(PROVIDED DATA)

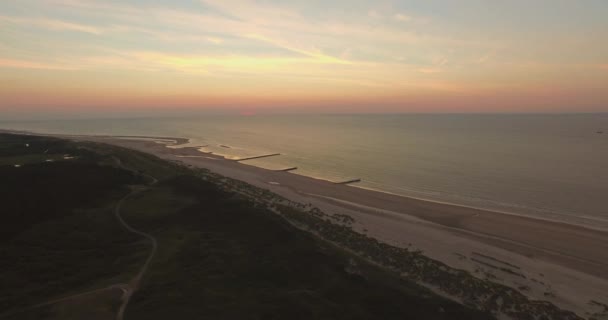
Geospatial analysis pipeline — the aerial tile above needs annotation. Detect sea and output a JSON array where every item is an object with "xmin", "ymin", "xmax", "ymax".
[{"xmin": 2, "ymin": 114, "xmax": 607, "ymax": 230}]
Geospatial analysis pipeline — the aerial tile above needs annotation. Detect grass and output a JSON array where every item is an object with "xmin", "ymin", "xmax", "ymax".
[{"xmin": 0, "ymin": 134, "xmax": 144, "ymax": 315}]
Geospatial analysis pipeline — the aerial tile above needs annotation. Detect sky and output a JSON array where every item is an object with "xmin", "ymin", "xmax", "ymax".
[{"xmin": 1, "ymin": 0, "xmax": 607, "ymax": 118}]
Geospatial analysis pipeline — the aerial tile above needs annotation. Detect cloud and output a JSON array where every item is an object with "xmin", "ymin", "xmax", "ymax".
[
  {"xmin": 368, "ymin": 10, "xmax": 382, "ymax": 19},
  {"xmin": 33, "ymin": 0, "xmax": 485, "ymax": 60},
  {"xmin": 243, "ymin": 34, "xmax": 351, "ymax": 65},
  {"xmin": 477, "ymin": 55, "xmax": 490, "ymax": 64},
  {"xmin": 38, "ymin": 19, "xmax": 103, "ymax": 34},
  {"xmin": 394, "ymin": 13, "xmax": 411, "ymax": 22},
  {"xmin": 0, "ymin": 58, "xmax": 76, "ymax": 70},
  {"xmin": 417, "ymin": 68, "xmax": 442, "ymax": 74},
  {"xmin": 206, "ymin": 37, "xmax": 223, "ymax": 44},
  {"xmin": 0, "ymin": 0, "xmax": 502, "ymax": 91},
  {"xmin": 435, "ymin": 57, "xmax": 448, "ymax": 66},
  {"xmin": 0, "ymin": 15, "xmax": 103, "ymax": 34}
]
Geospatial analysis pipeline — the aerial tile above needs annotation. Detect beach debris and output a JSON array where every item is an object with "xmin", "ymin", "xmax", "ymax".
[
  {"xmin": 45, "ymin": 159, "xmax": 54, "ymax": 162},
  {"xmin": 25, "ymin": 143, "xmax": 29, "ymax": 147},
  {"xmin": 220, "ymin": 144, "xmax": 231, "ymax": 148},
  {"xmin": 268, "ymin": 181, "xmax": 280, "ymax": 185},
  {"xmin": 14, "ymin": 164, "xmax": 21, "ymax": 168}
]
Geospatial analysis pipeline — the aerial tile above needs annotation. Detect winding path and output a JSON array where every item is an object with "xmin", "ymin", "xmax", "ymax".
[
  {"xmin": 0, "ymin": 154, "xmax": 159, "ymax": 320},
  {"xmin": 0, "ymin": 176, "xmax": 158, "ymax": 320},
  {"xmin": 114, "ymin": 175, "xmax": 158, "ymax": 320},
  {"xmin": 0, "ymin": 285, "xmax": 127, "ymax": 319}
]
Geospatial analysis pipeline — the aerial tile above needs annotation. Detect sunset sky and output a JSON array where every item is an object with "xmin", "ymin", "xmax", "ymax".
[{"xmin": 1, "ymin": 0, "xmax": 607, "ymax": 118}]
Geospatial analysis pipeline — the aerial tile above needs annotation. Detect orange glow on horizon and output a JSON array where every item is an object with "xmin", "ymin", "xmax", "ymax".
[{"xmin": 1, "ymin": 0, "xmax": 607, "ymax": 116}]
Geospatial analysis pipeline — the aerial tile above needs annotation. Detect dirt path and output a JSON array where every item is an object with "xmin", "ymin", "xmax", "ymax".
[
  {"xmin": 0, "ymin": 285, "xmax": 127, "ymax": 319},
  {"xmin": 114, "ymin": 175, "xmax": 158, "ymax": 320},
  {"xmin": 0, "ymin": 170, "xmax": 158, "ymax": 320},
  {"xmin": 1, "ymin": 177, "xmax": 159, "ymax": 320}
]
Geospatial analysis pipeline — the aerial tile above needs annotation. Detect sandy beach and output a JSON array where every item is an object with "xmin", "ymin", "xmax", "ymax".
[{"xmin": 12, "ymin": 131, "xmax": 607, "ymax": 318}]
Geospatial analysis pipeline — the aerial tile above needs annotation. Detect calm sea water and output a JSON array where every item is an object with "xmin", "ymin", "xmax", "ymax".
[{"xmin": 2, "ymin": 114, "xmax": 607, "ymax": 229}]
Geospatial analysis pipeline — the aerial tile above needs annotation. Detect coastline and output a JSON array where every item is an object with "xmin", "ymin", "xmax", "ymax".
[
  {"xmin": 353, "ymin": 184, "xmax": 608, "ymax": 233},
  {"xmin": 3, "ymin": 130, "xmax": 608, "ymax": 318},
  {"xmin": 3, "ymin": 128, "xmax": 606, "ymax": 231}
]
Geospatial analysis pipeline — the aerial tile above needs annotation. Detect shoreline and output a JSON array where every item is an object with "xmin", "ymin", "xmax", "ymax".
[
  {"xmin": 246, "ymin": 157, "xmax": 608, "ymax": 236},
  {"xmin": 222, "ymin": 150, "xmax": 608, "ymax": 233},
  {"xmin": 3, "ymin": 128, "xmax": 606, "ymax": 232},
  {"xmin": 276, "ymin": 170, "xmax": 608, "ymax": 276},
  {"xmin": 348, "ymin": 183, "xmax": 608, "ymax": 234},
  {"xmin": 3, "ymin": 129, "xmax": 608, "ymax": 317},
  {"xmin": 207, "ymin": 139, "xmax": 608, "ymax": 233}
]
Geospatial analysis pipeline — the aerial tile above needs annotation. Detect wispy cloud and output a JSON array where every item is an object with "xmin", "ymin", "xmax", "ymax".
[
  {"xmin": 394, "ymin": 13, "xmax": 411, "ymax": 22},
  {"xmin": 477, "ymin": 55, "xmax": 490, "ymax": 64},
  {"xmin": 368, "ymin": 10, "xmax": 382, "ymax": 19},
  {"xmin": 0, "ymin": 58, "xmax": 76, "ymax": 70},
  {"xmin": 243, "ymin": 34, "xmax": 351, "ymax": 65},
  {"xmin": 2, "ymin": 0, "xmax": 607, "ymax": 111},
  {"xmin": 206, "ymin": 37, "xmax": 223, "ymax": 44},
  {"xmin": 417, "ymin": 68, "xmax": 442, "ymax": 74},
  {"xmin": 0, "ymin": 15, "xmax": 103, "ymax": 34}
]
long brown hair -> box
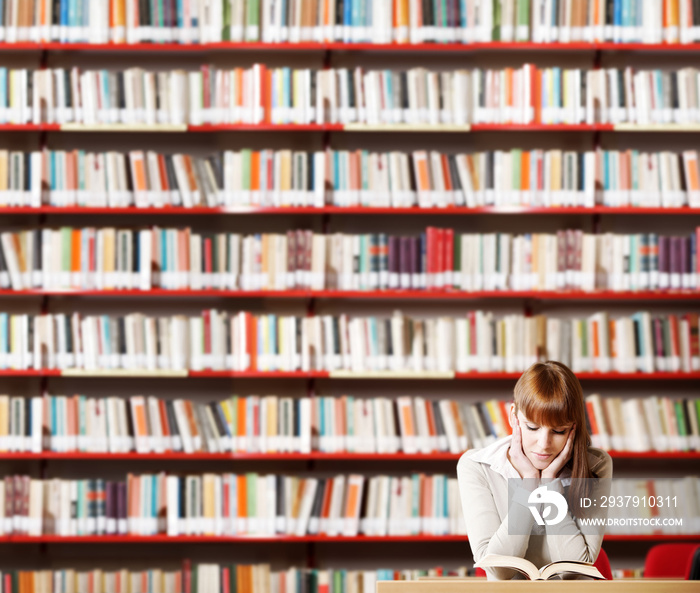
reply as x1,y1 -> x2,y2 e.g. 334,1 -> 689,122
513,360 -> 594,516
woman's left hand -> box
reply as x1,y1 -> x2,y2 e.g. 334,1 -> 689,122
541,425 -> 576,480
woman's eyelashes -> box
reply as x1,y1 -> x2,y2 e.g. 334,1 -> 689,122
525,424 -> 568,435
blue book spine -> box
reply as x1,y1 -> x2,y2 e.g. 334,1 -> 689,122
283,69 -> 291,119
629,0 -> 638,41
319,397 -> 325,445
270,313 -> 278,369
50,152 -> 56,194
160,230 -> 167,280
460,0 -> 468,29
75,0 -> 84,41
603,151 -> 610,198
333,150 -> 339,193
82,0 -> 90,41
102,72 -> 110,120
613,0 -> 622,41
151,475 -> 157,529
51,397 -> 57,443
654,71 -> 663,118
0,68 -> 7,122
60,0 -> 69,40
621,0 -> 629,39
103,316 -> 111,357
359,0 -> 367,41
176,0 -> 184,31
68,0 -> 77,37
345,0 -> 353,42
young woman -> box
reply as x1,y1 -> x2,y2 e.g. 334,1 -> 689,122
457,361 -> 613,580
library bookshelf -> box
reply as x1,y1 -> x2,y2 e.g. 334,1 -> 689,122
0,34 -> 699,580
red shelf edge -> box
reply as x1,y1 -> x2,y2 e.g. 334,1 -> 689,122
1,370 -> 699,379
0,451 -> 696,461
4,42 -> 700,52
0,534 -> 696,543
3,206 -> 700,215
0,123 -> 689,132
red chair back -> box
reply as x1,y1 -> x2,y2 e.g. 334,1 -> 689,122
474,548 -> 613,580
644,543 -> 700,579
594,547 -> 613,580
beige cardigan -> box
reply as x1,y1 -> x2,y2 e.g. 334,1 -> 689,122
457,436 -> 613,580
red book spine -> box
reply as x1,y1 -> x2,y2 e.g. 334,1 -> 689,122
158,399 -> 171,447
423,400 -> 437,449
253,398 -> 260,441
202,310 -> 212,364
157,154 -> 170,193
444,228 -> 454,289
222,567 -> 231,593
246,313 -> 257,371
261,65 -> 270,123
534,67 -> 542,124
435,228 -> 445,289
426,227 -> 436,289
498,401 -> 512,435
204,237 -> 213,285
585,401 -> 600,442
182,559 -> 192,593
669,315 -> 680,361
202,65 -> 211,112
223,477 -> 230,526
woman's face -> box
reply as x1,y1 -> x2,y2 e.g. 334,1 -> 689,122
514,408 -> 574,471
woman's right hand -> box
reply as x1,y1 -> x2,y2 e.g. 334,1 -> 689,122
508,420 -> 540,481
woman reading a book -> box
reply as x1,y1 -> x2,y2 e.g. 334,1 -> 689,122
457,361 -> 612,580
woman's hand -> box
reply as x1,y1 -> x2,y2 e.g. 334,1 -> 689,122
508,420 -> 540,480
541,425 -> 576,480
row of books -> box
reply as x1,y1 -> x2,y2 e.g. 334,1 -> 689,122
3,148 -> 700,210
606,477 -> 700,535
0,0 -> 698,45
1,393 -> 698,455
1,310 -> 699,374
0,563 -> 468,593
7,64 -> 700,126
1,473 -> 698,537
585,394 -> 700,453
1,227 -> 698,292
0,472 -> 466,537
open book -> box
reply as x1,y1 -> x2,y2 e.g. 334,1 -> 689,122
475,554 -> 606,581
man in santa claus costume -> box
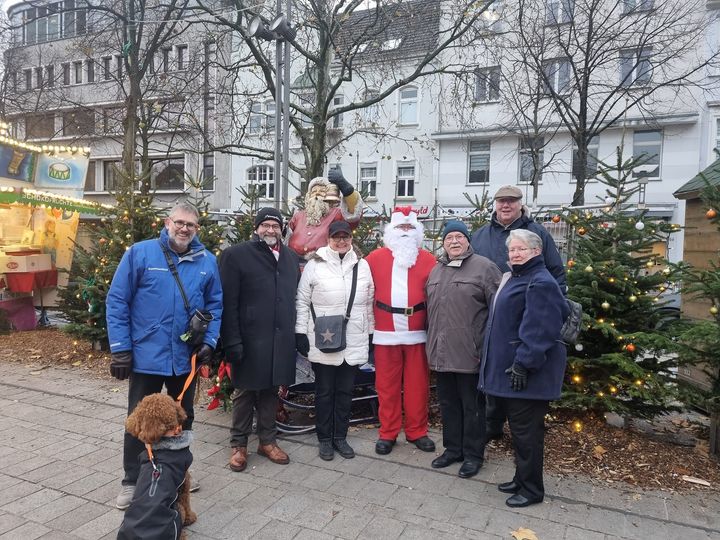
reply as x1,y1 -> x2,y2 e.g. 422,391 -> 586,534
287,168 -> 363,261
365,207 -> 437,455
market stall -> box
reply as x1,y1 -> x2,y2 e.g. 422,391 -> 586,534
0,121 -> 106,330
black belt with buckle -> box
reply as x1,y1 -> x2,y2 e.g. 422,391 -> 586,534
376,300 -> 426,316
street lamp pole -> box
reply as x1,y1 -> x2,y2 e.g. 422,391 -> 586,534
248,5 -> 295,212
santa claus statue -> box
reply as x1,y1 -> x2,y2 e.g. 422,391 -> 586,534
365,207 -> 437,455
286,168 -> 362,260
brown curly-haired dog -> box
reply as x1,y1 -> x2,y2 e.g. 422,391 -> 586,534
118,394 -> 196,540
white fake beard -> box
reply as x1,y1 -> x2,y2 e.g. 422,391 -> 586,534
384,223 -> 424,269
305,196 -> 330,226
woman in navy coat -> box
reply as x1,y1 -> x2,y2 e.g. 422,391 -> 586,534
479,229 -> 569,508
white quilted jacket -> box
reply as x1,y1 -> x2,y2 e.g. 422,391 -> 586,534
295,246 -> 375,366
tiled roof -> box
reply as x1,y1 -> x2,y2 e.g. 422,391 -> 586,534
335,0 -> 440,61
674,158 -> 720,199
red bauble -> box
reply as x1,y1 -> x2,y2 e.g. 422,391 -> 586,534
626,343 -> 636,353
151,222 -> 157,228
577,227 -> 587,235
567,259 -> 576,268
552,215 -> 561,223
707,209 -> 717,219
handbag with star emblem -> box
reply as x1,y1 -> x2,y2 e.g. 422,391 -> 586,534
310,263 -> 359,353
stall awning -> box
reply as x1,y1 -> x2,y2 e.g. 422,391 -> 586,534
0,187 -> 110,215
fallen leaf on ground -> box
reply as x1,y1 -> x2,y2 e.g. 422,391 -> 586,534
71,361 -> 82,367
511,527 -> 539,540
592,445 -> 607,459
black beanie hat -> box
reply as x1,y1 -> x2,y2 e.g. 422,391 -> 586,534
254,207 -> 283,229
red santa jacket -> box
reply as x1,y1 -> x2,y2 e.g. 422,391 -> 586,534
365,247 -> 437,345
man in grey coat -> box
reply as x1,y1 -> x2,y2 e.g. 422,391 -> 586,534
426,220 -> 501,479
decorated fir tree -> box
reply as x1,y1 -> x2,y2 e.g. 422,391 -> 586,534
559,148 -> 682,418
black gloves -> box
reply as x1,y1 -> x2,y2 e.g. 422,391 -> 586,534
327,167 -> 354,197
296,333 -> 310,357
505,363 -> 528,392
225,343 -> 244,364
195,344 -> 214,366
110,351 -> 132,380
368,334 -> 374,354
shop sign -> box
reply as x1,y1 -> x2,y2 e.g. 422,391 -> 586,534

(End PROVIDED DATA)

• **TASK PROMPT**:
Only a number should be given: the count of lines above that contain the word "santa".

• **COMPLETED EXERCISE**:
3